=== Work to be completed ===
Here is a block of records. Copy every one of them exactly.

[Point localization data]
^^^^
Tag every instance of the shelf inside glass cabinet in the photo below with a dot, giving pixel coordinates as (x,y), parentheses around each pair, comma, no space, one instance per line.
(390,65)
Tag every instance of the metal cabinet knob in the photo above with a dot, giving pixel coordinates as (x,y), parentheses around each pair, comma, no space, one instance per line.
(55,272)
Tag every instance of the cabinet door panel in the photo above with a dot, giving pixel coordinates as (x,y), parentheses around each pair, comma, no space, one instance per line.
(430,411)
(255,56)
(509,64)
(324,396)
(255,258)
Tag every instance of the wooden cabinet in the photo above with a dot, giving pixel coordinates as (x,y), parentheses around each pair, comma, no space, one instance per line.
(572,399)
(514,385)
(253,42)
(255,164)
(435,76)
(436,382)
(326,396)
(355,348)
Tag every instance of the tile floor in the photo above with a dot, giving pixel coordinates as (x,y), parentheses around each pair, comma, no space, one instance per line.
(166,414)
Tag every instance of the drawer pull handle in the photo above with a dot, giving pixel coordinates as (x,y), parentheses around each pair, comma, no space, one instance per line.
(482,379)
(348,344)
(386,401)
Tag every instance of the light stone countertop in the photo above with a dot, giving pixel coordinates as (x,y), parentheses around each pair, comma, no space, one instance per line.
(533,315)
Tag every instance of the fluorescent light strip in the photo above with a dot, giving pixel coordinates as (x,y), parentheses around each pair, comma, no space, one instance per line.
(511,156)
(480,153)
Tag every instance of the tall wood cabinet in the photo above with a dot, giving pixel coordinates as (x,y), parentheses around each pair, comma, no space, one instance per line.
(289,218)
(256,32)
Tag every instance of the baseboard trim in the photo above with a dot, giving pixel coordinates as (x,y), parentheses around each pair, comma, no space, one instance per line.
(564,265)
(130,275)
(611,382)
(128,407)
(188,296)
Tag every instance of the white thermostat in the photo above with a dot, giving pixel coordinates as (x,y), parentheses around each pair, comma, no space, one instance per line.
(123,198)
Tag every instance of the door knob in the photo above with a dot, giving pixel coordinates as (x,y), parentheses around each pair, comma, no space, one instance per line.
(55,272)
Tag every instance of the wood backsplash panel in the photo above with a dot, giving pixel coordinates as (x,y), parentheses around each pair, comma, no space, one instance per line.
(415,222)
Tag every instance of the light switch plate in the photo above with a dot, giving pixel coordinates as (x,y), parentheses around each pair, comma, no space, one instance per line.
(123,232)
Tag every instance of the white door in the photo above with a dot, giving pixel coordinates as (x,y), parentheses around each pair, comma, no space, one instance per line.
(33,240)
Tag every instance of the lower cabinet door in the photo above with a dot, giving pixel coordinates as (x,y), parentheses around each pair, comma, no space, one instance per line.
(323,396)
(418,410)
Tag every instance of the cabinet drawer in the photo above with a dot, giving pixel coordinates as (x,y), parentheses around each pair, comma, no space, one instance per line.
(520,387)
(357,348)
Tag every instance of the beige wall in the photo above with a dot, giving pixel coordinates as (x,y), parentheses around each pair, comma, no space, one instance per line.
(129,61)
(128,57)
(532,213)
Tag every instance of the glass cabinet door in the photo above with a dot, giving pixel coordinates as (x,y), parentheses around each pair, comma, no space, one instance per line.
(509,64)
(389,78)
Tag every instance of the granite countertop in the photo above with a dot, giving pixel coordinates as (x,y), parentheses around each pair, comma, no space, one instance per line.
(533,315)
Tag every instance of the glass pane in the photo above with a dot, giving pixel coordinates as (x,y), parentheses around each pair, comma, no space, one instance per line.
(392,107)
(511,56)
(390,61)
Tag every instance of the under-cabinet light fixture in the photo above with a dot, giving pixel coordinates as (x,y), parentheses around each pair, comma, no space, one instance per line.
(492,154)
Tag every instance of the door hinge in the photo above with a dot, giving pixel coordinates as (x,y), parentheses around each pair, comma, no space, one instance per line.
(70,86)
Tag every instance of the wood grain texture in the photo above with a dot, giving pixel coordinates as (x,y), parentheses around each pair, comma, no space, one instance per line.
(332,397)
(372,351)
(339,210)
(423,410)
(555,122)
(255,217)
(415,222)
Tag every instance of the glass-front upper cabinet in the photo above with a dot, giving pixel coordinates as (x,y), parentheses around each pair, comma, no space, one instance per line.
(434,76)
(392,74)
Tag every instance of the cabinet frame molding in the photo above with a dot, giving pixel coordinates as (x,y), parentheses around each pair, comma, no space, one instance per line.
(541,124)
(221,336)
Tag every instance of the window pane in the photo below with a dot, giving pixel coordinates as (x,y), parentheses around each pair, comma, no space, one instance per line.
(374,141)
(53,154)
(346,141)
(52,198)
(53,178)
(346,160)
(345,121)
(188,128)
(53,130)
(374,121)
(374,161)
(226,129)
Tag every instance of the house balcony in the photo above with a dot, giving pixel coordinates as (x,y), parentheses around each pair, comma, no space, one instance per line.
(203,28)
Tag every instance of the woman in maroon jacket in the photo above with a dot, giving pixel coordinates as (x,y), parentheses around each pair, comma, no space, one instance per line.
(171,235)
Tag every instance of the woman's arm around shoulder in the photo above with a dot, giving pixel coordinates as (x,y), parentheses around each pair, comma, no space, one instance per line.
^^^^
=== Answer section ===
Tag every instance of the shelf inside glass cabinet in the photo below with a dot, giving pixel coordinates as (x,y), parentheses around each pair, comma, no space, one instance per line.
(390,65)
Tag every instance of the metal cabinet knob in the photo above with a dot, giving pixel coordinates as (x,y), parentheses around each pair, comma, no space, one instance per line.
(55,272)
Tag every instance of the cabinet door panel in the photo above with a dot, giving pixel coordinates as (x,y), parentheses around each pair, comma, no space, one instance per line.
(430,411)
(255,56)
(509,64)
(324,396)
(255,258)
Tag every instance of the wooden cabinet in the photo above with a dot, giving pixel coordinates as (x,y), parentheses around each pair, comma, no space, one instance per line.
(572,399)
(514,385)
(253,42)
(255,164)
(435,76)
(436,382)
(326,396)
(355,348)
Tag every instance of the tile floor in the photo above with a dot, giving pixel coordinates as (x,y), parentheses around each pair, comma, no space, one instance per line.
(166,414)
Tag every instance of the drawer pull handle in the photo above with a dot, giving pixel coordinates as (x,y), parentheses around each pair, comma, no space, one instance per line.
(482,379)
(348,344)
(386,401)
Tag every instance of the light stone countertop in the photo above with a dot, giving pixel coordinates as (x,y), parentheses around each pair, comma, no space, one instance per line.
(533,315)
Tag every instance of the fluorescent light strip in the photo above with a dot, giving pixel coordinates as (x,y), parentheses around each pair, comma, no space, one instance per line.
(511,156)
(480,153)
Tag every instance of the tall wood cabinet in the photo above with a dot, giving pixel coordinates as (x,y), parentheses around each pair, comma, no space, one instance per line.
(289,218)
(256,32)
Tag every instance of the baseboard trim in the photo above with a dot, giving pixel coordinates as (x,y), parentheses around each pair, comma, no space, one instance per line.
(564,265)
(130,275)
(611,382)
(128,407)
(188,296)
Tag every instance of the white thermostat in the photo above with a dot, giving pixel coordinates as (x,y), parentheses around each pair, comma, no space, one instance per line.
(123,198)
Tag every instance of the door knob in the photo above with a dot, giving pixel coordinates as (x,y), parentheses around each pair, comma, no space, one instance per line.
(55,272)
Tag every instance of the wood backsplash panel in the photo above with a dot, giving pixel coordinates as (x,y), parentheses around each pair, comma, no space, one instance per line.
(415,222)
Tag every instance of the light switch plate in the photo above with a dot, giving pixel coordinates as (x,y), parentheses around each pair, comma, no space, one instance per line.
(123,232)
Tag every instance of the white door in the photo above with a dot, giving pixel coordinates as (x,y), parentheses around each pair, comma, no space, one instance per line.
(33,240)
Tag every instance of the lower cabinet door in the photo above with a dot, giving pixel coordinates as (x,y), parentheses around each pair, comma, no space, one instance per line.
(323,396)
(418,410)
Tag every instance of the cabinet drawer in the photo above with a dot, giving pixel coordinates as (x,y), parentheses around each pair, comma, no space, one instance per line.
(520,387)
(357,348)
Tag every instance of the beige wall in the photo above with a dot, giving pixel coordinates as (x,y), parentheses around each pair, comma, no space, one instance per line.
(129,61)
(128,57)
(532,213)
Tag every instance of the glass cabinet door in the photo above with a dot, giving pixel coordinates as (x,y), parentheses around each pair, comma, no space, one instance per line.
(509,64)
(389,78)
Tag every instance of the granite countertop in the photo above with a dot, giving pixel coordinates as (x,y), parentheses around each pair, comma, no space, one instance per line.
(533,315)
Tag every instance of the glass pane in the photo above with a dot, giving pixel coordinates as (x,y), parentheses around each pair, comma, no space, one instance per line.
(392,107)
(511,56)
(390,61)
Tag every instance of the under-cabinet light fixture in the photo above with a dot, giving pixel coordinates as (x,y), parentheses around each pair, comma, no space, one instance per line.
(492,154)
Tag every instance of the door hinge in the photo above with a dot, giving pixel coordinates as (x,y), parentheses around each pair, comma, no space, one instance per line.
(70,86)
Tag every instance of the wood grain texture in the photo above with a dot, giving pixel coordinates as (x,y), parentheses around each pair, comma, no space, one instance per line.
(332,397)
(372,351)
(339,210)
(423,410)
(555,122)
(255,217)
(415,222)
Tag every instance of the glass-front upper cabinet in the photo above with a dot, giving pixel coordinates as (x,y), parentheses around each pair, comma, no space, one instance per line.
(434,76)
(392,74)
Tag every instance of the cabinet frame molding in the photo above with a dot, giving pixel coordinates as (x,y), parentheses around each pair, comma, no space, one instance per line.
(541,124)
(221,336)
Tag every instance of the window pane in the photo below with a dot, giving pixel coordinates as (x,y), parentheses around each pair, comma, no space, one instance per line.
(374,141)
(53,154)
(346,141)
(52,198)
(53,178)
(346,160)
(345,121)
(188,128)
(53,130)
(374,121)
(374,161)
(226,129)
Tag every instance of the house balcony in the photo above with a dot, giving pixel coordinates as (x,y), parentheses around each pair, comma, no space, one instance per line.
(203,28)
Tag every instance of the woman in maroon jacket in the photo above with a dot, giving pixel coordinates as (x,y), parentheses around each pair, comma, no space, one instance per line.
(171,235)
Tag every instance of the woman's arm around shoulder in the photo above with a dot, giving pixel coordinates as (x,y), parentheses around each pair, comma, no space, one instance per line.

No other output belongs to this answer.